Render the material as a numbered list, starting at its first line and ending with the line containing "[177, 300, 187, 317]", both included. Leave out any blank lines.

▼

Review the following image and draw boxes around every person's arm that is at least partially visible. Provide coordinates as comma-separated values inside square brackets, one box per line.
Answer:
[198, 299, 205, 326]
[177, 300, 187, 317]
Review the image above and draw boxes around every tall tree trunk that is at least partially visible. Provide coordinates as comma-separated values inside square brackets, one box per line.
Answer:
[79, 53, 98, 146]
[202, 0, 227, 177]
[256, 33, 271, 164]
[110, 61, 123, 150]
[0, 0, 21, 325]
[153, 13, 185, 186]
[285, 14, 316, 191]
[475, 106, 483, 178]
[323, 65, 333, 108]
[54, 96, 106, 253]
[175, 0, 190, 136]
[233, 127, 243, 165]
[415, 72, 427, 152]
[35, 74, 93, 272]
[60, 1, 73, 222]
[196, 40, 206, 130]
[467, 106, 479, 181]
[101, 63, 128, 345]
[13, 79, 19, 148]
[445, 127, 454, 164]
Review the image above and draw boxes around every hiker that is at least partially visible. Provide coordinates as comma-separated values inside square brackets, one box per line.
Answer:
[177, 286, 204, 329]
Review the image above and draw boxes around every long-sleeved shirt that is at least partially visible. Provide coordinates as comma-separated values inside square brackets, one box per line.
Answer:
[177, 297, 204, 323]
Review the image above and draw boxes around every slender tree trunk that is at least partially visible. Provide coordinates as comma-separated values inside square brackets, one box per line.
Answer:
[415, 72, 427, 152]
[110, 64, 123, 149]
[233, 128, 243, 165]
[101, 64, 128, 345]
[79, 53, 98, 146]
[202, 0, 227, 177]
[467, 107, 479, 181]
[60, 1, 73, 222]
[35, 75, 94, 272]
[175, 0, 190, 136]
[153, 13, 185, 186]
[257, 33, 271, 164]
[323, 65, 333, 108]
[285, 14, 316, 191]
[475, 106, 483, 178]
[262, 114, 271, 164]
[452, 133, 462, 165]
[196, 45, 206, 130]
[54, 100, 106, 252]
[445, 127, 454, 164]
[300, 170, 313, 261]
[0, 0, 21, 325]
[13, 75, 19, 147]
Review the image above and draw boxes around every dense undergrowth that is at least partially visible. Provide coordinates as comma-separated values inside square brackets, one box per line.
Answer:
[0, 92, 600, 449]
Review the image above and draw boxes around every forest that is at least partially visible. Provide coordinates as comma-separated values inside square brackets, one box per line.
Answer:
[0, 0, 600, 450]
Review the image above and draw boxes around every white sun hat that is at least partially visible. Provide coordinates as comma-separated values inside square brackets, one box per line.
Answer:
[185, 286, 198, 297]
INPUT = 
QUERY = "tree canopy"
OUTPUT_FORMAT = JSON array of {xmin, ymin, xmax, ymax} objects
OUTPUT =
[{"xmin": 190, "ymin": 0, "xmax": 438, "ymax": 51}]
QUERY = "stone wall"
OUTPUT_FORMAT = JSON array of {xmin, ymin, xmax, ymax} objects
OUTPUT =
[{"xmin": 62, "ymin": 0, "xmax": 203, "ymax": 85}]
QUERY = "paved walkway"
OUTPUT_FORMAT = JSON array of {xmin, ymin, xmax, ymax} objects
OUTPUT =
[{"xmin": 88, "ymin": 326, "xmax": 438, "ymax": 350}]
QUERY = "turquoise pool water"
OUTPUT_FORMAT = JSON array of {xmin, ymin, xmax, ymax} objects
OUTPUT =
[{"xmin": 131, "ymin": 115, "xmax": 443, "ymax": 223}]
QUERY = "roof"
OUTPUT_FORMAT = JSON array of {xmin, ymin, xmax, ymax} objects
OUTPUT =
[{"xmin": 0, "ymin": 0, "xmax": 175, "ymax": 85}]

▲

FULL OUTPUT
1. Review the following image and draw boxes around every person's arm that is at least partially visible. Provide coordinates as comma-separated values inside square brackets, one box per line.
2. Answer:
3. [198, 299, 205, 326]
4. [177, 300, 187, 317]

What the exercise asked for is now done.